WHAT IS EXPECTED: Write out exactly the lines running from the line that includes "Pick out every instance of the bare" to the end of the data, both ends included, and nothing besides.
** Opening LISTED RECORDS block **
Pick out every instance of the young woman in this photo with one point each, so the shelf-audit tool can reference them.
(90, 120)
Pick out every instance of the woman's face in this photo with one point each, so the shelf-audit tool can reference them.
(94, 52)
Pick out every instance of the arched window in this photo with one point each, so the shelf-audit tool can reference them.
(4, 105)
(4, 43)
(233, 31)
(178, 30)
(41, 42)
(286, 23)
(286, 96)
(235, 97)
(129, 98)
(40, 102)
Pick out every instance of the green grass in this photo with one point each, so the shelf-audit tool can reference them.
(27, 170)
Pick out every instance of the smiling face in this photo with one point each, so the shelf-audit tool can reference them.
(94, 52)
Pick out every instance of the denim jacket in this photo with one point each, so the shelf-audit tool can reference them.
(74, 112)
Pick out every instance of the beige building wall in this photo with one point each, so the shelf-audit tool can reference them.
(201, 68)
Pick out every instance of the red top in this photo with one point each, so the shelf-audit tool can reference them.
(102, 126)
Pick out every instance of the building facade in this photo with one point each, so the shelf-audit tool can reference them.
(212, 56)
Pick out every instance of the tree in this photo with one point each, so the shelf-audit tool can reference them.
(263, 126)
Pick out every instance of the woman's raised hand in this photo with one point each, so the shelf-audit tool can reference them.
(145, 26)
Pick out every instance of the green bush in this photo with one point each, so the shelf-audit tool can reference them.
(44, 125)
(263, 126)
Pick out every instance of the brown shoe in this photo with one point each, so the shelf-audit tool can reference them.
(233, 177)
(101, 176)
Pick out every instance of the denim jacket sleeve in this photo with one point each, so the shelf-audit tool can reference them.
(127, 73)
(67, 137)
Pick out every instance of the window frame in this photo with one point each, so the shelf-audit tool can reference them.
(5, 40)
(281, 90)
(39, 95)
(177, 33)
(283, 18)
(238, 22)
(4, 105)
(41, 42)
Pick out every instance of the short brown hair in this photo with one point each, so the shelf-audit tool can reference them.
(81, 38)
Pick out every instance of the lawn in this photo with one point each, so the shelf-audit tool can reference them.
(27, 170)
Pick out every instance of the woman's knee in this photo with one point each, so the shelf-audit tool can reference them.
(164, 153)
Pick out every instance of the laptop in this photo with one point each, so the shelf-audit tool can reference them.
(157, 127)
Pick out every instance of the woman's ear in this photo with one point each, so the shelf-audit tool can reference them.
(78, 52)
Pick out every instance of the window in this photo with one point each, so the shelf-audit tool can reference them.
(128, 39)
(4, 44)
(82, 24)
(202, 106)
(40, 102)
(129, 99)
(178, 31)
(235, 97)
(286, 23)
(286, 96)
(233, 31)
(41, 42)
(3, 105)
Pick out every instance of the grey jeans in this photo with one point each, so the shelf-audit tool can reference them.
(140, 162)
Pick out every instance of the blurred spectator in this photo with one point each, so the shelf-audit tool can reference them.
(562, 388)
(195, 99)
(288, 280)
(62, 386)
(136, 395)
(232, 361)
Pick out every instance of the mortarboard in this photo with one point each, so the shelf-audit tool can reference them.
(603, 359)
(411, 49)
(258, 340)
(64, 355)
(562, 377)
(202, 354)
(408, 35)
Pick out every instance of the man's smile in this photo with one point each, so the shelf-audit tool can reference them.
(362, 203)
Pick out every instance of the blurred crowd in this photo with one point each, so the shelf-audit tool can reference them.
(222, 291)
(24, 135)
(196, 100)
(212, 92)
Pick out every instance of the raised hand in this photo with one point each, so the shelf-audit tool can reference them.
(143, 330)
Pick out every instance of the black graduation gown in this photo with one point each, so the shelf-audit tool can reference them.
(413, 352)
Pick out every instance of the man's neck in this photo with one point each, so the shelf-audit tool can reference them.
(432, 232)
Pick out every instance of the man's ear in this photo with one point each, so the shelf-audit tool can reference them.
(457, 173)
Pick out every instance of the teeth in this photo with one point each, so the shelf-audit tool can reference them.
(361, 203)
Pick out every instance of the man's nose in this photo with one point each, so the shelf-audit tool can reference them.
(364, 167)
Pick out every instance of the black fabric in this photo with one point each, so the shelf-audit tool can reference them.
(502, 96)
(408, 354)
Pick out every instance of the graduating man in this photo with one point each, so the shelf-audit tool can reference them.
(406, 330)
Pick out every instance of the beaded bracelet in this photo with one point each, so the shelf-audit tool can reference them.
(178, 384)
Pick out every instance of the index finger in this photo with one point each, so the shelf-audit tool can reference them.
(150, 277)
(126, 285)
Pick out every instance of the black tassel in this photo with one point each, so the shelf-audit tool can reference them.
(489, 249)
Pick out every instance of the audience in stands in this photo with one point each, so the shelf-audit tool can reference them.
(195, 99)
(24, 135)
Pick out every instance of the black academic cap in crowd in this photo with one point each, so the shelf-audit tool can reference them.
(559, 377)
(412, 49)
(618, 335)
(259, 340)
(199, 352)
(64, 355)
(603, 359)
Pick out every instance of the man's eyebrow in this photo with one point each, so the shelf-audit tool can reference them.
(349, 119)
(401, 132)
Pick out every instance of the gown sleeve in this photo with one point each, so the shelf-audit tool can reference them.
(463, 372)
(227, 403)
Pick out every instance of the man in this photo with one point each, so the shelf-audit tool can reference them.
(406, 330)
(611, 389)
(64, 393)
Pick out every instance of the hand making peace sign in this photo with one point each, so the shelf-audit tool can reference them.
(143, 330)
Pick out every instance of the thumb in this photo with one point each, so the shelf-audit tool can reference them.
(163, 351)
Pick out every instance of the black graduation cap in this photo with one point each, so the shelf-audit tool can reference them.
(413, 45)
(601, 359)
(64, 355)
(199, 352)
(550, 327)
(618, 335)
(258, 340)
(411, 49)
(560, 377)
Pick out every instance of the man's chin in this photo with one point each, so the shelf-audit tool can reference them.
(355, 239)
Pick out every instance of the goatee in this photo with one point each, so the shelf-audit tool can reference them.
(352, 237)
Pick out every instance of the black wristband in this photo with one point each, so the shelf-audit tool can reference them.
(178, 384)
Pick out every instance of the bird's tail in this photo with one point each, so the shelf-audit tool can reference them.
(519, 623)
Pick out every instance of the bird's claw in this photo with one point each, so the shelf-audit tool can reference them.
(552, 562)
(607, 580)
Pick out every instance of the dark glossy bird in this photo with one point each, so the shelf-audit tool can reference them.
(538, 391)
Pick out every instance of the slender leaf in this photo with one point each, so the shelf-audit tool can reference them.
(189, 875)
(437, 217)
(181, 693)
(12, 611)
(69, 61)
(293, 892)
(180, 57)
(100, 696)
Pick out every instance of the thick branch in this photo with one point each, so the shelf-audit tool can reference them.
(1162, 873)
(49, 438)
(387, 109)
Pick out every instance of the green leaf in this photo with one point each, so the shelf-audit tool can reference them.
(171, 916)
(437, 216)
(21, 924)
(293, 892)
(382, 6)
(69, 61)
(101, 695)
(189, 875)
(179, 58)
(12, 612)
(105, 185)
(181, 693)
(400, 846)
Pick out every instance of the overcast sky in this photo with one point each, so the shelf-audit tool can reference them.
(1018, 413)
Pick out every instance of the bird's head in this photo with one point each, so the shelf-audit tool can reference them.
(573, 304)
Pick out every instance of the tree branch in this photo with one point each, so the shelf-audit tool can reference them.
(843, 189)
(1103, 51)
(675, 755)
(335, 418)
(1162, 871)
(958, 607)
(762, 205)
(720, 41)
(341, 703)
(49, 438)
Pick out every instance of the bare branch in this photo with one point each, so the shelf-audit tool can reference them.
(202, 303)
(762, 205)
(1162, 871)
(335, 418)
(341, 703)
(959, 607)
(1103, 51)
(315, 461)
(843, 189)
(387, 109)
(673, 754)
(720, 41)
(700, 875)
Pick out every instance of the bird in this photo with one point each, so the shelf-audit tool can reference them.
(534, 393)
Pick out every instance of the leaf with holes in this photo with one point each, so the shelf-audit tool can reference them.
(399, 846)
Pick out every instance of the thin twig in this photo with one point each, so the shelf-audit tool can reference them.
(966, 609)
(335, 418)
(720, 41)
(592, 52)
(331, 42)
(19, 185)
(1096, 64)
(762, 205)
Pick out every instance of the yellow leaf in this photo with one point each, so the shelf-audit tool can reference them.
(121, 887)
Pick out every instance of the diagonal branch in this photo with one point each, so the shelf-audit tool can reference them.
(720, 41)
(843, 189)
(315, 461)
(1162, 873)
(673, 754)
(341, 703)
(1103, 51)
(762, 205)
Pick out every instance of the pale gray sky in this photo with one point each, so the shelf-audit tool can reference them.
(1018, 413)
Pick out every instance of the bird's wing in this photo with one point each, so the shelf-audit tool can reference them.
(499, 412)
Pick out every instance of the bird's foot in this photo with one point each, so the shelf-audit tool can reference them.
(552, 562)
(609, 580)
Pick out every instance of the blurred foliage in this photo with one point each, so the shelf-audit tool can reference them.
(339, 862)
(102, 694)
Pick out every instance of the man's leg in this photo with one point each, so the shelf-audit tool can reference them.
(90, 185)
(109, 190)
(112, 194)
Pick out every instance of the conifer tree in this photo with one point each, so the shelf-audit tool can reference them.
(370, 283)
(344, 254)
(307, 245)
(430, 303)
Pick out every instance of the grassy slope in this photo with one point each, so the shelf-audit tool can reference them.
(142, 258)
** Closing LISTED RECORDS block **
RESULT OF THIS TASK:
Pick out every instance of the bare branch in this photo with one point each, so the shelf-audit tool can reference them.
(202, 303)
(762, 205)
(1162, 871)
(335, 418)
(341, 703)
(959, 607)
(1103, 51)
(315, 461)
(843, 189)
(387, 109)
(673, 754)
(720, 41)
(700, 875)
Pick out every instance of the bird in this photo with one point each, so the shelf-audit tool can reference them.
(534, 393)
Pick out every instance of the leaf with holes in this photo with one point each, so the shelf-audit tool can reference them.
(399, 846)
Pick out every instance of the thin twig in this photo with one point each, so the shelf-audit tool can reference them.
(966, 609)
(335, 418)
(720, 41)
(592, 52)
(331, 42)
(19, 185)
(1096, 64)
(762, 205)
Pick out every instance of the yellow leaf in this photo with one point each, so the shelf-audit tool can reference them.
(121, 887)
Pick out every instance of the diagonal branch in this photo with one point each, so the shelf-audit tool can reference them.
(720, 41)
(843, 189)
(315, 461)
(1162, 873)
(673, 754)
(341, 703)
(1103, 51)
(762, 205)
Pick out every instance of the pale gray sky in this photo with one point each, so the shelf-audit tool can reference them.
(1018, 413)
Pick out every instance of the bird's wing in this photo with one point each, so the shelf-audit tool can reference them.
(499, 412)
Pick out every instance of the bird's foot in this photo with one point each, so the shelf-audit tool can reference them.
(552, 562)
(609, 580)
Pick out every instance of the blurred foliage in this photo with one point each, so the shelf-audit tool can reference them.
(339, 862)
(102, 694)
Pick out every instance of the man's leg in this photo with one point each, so the shelf-audit tool can reference them.
(90, 185)
(109, 190)
(112, 194)
Pick out every instance of the conifer tree in this photo with one point each, so the shelf-audit tool can reference them.
(370, 283)
(344, 254)
(307, 245)
(430, 303)
Pick out every instance of the grassy slope in this photo with one point each, so the shelf-audit tool can reference them.
(142, 258)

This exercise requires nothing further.